Repeat exactly, and only, the lines from the one holding "For each instance of the green tulip" through the last line of the records below.

TASK INPUT:
__________________________________________________
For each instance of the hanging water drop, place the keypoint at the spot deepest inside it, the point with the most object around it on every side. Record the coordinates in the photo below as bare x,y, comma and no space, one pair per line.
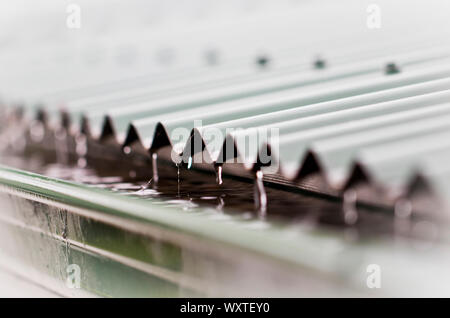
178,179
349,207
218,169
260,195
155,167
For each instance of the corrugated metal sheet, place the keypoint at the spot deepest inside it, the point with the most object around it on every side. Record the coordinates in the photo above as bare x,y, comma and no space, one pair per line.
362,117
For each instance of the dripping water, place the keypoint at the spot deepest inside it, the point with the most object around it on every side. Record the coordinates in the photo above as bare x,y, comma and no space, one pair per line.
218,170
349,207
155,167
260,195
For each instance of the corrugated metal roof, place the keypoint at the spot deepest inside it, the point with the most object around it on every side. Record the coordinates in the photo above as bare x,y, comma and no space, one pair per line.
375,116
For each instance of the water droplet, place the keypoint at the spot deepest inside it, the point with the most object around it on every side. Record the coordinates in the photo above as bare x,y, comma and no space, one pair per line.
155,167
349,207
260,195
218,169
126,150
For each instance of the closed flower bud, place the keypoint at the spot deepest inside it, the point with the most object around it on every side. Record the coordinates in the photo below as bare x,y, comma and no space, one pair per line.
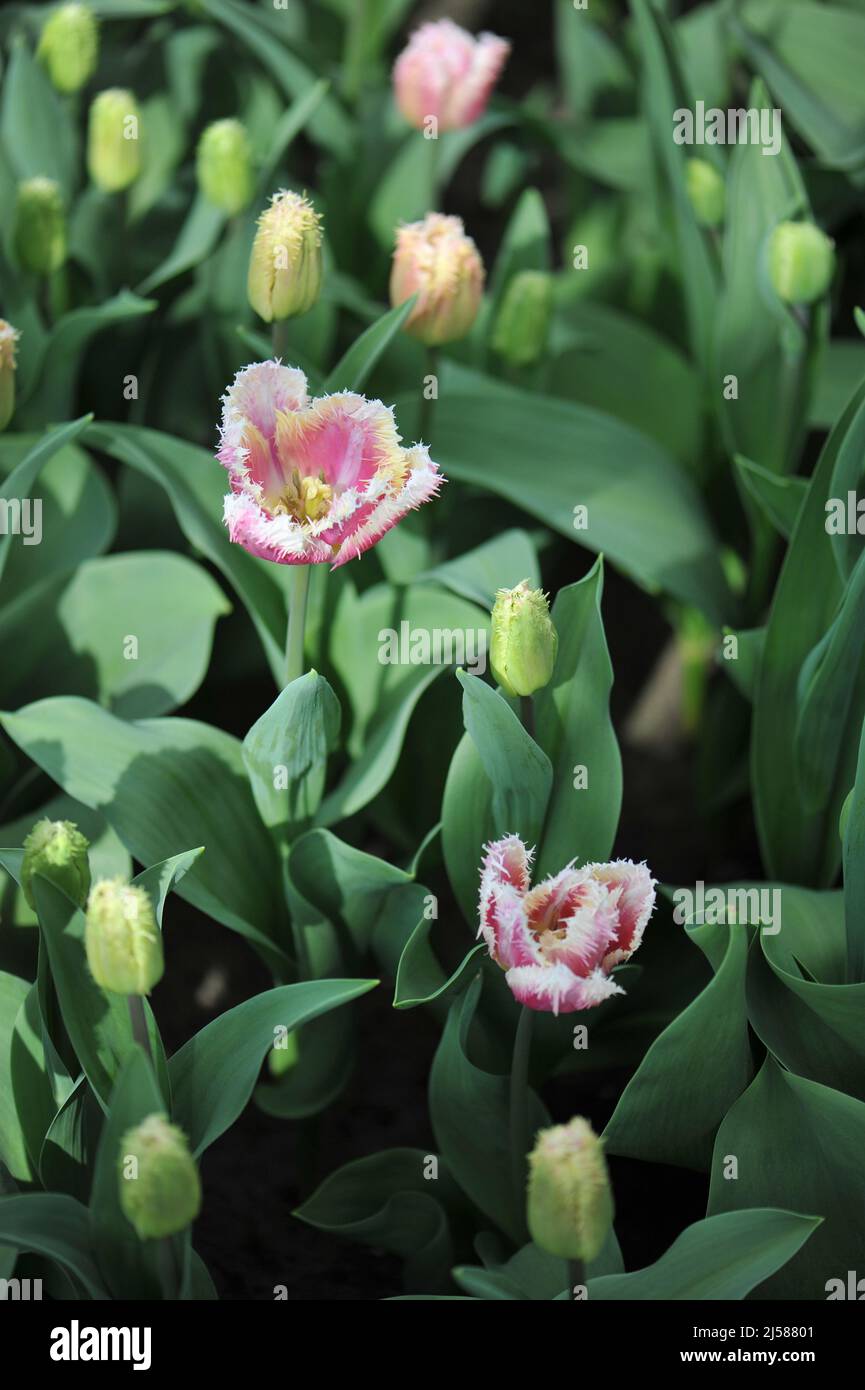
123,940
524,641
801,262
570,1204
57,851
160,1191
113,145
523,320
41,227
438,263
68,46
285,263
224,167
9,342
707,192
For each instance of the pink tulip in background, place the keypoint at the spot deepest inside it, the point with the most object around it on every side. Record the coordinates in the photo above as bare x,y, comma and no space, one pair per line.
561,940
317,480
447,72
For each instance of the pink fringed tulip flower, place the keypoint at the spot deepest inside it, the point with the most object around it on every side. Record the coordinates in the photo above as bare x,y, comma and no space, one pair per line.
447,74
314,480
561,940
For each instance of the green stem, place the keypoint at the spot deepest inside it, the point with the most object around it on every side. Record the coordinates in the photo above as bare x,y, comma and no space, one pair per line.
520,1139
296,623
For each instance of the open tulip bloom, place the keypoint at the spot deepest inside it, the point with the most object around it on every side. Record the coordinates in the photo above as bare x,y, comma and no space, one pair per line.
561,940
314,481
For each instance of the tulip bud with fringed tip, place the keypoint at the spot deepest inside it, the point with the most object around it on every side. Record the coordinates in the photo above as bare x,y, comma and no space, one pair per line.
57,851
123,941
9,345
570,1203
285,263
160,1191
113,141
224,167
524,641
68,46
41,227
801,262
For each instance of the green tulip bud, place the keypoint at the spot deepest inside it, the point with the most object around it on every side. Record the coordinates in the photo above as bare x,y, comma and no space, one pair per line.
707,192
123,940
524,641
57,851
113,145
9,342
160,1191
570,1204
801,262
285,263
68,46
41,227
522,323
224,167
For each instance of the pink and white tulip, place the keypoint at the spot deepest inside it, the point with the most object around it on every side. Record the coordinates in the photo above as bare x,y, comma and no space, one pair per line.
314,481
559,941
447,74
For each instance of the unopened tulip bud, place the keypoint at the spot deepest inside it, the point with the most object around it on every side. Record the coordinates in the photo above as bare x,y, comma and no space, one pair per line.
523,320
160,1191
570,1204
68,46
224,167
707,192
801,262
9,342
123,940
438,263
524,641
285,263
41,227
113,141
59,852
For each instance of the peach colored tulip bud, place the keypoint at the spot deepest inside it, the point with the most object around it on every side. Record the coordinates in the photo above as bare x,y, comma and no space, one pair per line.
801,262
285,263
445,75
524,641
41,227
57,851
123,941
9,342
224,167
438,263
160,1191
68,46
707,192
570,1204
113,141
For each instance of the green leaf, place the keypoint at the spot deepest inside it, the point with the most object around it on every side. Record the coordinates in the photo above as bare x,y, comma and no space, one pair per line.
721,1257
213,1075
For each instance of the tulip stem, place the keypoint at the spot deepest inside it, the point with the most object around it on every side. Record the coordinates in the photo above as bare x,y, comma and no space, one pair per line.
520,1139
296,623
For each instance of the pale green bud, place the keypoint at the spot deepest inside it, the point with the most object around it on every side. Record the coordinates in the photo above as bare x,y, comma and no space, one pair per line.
__________________________________________________
RESULT FOR THIS TASK:
For each instance of the green tulip bud, place the keypoint at the spot deepest inside it, the point with the most object around it on every side. Record the coordinates in the photo above as bare x,y, comma and no space, one pair per line.
707,192
123,940
524,641
57,851
113,145
9,342
160,1191
570,1204
801,262
285,263
68,46
41,227
522,323
224,167
For each instance of the pink and white tulip, place the keypoint at the spot deepest inside it, the point with the most object around it on every side. Record the coordinates in the photo above as bare x,y, comma and no space, one pair per line.
314,481
559,941
447,74
For each instance of the unopened tulip bud, place the keypoint at the spot deepest inside it, the point with the most object around it on every side. Record the coordinates in the photo above as bare x,y, comma and no space, one pair per line.
523,320
160,1191
570,1204
68,46
224,167
707,192
801,262
9,342
123,940
438,263
524,641
285,263
41,227
113,141
59,852
For each instance of the peach colored tulip bud, place the keypoint at the spot deepest inside it, the point with the most object around it on every side. Record the coordinates in the photo above as bare x,y, comma and no space, one pair per line.
801,262
285,263
445,75
524,641
41,227
57,851
123,941
9,342
224,167
438,263
160,1191
68,46
707,192
570,1204
113,141
For each instance of the green leaf, place the keypoint at the spot deepest inside it, the point with the most object around it on every side. Record the coordinates in the photo above as bare x,y, comma and no space, one pair per line.
721,1257
213,1075
For each instance of the tulip stem, place the keypoint at the spot deepest inside it, the point with the most object around it on every side. Record the coordinates in the photo above as bare x,y, comma and no space, one pair per line.
520,1139
296,623
For each instance of the pale green bud, place the keypoint at the spot deepest inside it, the point with the most object around it on every side. Record the coordinates in the photo above as bare x,y, comma and no space, one pair per line.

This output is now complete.